- _Required task_: Skip the pictures and quote all of the lines exactly.
------------
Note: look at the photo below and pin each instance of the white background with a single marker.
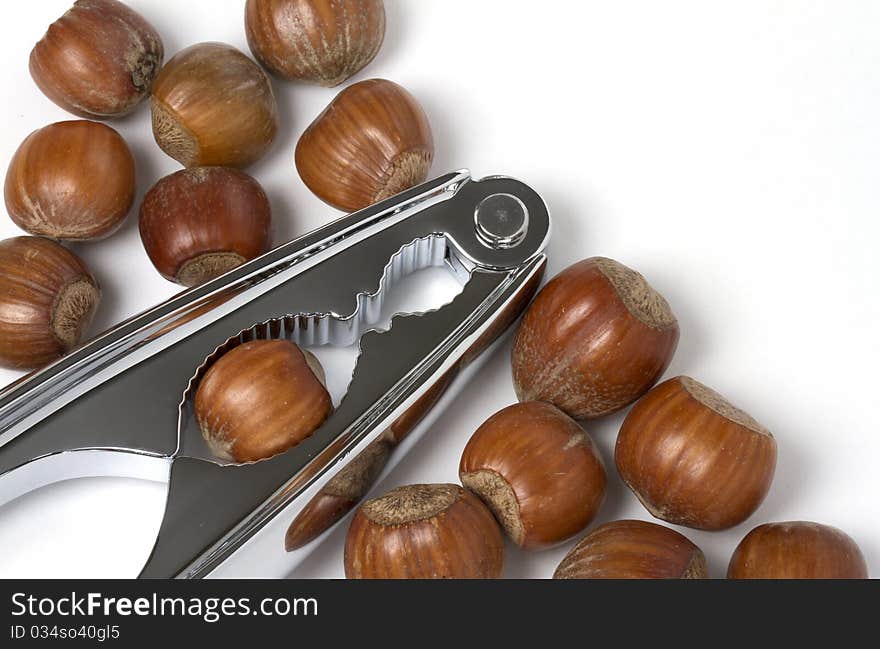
(729, 151)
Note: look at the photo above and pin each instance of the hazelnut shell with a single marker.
(98, 60)
(797, 550)
(436, 531)
(47, 300)
(318, 41)
(537, 470)
(259, 399)
(596, 337)
(198, 223)
(694, 459)
(371, 142)
(71, 180)
(212, 105)
(633, 550)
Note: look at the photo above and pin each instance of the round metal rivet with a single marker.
(501, 221)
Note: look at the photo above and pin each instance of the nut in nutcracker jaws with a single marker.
(122, 405)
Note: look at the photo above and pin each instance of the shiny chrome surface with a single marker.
------------
- _Right answer_:
Note: look at the photo below and pin each instance of the white background with a single marker.
(729, 151)
Note: look at the photo above and pin each instance of the hazelnut shell with a single marker.
(98, 60)
(797, 550)
(436, 531)
(47, 300)
(318, 41)
(537, 470)
(259, 399)
(596, 337)
(198, 223)
(694, 459)
(371, 142)
(71, 180)
(212, 105)
(633, 550)
Note: look at the photo above and pin each instance of the round metal rivet with a single marker.
(501, 221)
Note: look at the photo above and pin each instance of the nut in nutcracker jaws with a single marker.
(122, 405)
Note: look at the photo above and pin each instance of the shiny chrome surface with a single marker.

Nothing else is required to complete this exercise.